(Recorded data)
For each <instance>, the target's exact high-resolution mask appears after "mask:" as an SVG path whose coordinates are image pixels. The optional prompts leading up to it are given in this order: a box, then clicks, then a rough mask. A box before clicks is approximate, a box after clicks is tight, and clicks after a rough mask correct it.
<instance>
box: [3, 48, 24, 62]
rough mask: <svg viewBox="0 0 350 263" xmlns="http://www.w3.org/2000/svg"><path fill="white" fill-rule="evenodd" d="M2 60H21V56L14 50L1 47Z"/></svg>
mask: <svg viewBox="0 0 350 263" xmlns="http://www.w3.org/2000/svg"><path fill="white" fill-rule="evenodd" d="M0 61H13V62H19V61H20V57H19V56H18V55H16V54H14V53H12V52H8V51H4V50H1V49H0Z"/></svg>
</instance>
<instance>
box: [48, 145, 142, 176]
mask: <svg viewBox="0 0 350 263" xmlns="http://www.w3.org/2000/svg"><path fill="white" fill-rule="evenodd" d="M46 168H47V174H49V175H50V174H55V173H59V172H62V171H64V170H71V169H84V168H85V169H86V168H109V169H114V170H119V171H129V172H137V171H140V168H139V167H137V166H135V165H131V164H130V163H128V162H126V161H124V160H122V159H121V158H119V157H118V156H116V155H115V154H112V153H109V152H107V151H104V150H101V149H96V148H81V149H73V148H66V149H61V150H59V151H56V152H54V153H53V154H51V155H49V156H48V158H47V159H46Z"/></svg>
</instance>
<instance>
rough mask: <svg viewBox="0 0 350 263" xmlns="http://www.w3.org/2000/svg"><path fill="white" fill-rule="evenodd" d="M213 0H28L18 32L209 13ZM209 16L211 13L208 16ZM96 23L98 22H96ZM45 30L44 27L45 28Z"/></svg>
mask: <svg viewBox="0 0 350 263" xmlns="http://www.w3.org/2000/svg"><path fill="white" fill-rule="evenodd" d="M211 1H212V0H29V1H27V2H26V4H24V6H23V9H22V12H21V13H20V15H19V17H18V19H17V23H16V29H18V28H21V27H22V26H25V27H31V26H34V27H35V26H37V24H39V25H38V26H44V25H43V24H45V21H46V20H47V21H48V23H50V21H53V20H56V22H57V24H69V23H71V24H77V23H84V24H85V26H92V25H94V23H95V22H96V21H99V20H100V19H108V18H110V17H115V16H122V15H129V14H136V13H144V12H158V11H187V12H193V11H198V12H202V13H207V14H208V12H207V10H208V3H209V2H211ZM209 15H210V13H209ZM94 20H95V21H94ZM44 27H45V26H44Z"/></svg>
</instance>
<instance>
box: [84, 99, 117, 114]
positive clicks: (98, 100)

* _EXERCISE_:
Find every line in the items above that contains the string "rough", matching case exactly, and copy each of those lines in full.

* _RESPONSE TO THIS TASK_:
For each <instance>, the target's exact high-resolution mask appears after "mask:" as an SVG path whose coordinates are image pixels. The optional prompts leading up to it are given in this order: a box, then clicks, then a rough mask. A box before clicks is approximate, a box after clicks is tight, and clicks after a rough mask correct it.
rough mask: <svg viewBox="0 0 350 263" xmlns="http://www.w3.org/2000/svg"><path fill="white" fill-rule="evenodd" d="M2 60H21V56L14 50L1 47Z"/></svg>
rough mask: <svg viewBox="0 0 350 263" xmlns="http://www.w3.org/2000/svg"><path fill="white" fill-rule="evenodd" d="M213 0H28L18 32L209 13ZM209 16L211 13L208 16ZM96 23L98 22H96ZM45 30L44 27L45 28Z"/></svg>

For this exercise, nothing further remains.